──────── Given data
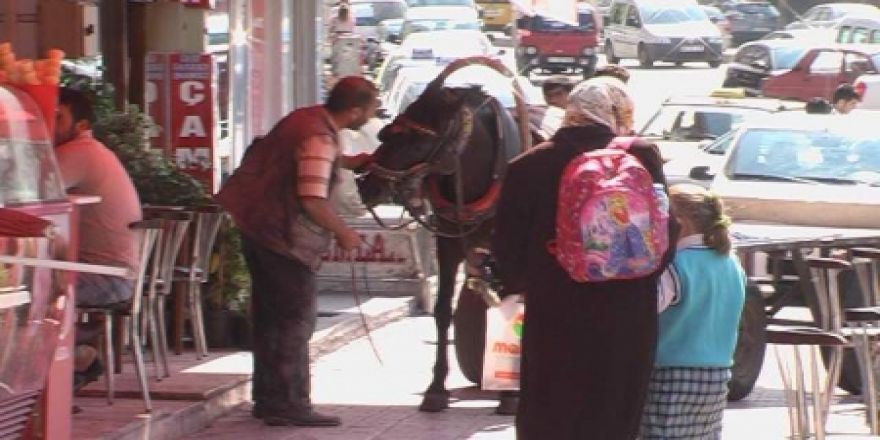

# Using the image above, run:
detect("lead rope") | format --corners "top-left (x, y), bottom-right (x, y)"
top-left (349, 242), bottom-right (385, 366)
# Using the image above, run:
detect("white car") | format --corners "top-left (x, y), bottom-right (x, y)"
top-left (853, 73), bottom-right (880, 110)
top-left (785, 3), bottom-right (880, 29)
top-left (704, 112), bottom-right (880, 228)
top-left (400, 6), bottom-right (483, 41)
top-left (376, 30), bottom-right (503, 93)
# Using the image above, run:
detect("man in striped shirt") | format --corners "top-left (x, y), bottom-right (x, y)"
top-left (217, 76), bottom-right (379, 426)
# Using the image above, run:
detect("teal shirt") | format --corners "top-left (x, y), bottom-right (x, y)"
top-left (655, 245), bottom-right (746, 368)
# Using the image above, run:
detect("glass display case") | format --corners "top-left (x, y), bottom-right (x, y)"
top-left (0, 85), bottom-right (78, 440)
top-left (0, 86), bottom-right (66, 206)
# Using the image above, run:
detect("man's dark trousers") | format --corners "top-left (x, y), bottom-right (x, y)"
top-left (242, 236), bottom-right (317, 415)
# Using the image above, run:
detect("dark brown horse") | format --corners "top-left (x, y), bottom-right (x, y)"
top-left (358, 78), bottom-right (521, 414)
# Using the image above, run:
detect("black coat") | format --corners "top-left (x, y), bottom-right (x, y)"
top-left (493, 126), bottom-right (677, 440)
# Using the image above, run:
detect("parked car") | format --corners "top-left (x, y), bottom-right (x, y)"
top-left (762, 44), bottom-right (880, 101)
top-left (400, 6), bottom-right (482, 39)
top-left (853, 73), bottom-right (880, 110)
top-left (701, 5), bottom-right (733, 49)
top-left (785, 3), bottom-right (880, 29)
top-left (722, 39), bottom-right (811, 95)
top-left (725, 2), bottom-right (782, 46)
top-left (516, 3), bottom-right (602, 78)
top-left (477, 0), bottom-right (514, 32)
top-left (351, 0), bottom-right (407, 40)
top-left (605, 0), bottom-right (724, 68)
top-left (691, 112), bottom-right (880, 228)
top-left (835, 14), bottom-right (880, 44)
top-left (376, 30), bottom-right (502, 92)
top-left (761, 28), bottom-right (837, 44)
top-left (639, 96), bottom-right (803, 160)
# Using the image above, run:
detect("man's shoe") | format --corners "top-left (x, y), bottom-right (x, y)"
top-left (263, 411), bottom-right (342, 426)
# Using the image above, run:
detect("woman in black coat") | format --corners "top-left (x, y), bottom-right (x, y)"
top-left (493, 78), bottom-right (676, 440)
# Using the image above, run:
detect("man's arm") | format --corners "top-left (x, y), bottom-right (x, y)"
top-left (296, 136), bottom-right (361, 250)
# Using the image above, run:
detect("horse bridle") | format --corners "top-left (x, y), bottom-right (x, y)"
top-left (367, 108), bottom-right (480, 238)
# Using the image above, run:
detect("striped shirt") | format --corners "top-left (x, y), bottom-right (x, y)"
top-left (296, 135), bottom-right (339, 199)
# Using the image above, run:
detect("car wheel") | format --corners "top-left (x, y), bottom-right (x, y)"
top-left (639, 46), bottom-right (654, 69)
top-left (605, 40), bottom-right (620, 64)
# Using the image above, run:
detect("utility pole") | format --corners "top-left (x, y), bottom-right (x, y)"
top-left (99, 0), bottom-right (129, 111)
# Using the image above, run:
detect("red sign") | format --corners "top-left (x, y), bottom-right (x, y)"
top-left (146, 53), bottom-right (217, 193)
top-left (144, 53), bottom-right (171, 155)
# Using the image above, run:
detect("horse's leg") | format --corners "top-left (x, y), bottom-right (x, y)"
top-left (419, 237), bottom-right (464, 412)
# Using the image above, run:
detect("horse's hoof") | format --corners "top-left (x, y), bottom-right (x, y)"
top-left (495, 393), bottom-right (519, 416)
top-left (419, 393), bottom-right (449, 412)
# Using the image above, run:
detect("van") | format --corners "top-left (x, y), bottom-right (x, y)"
────────────────
» Set problem:
Report every line that contains the string "striped", copying each one in full. Case matters.

» Written response:
detect("man in striped shirt") | format --corners "top-left (x, y), bottom-right (x, y)"
detect("striped shirt") | format --corners "top-left (x, y), bottom-right (x, y)"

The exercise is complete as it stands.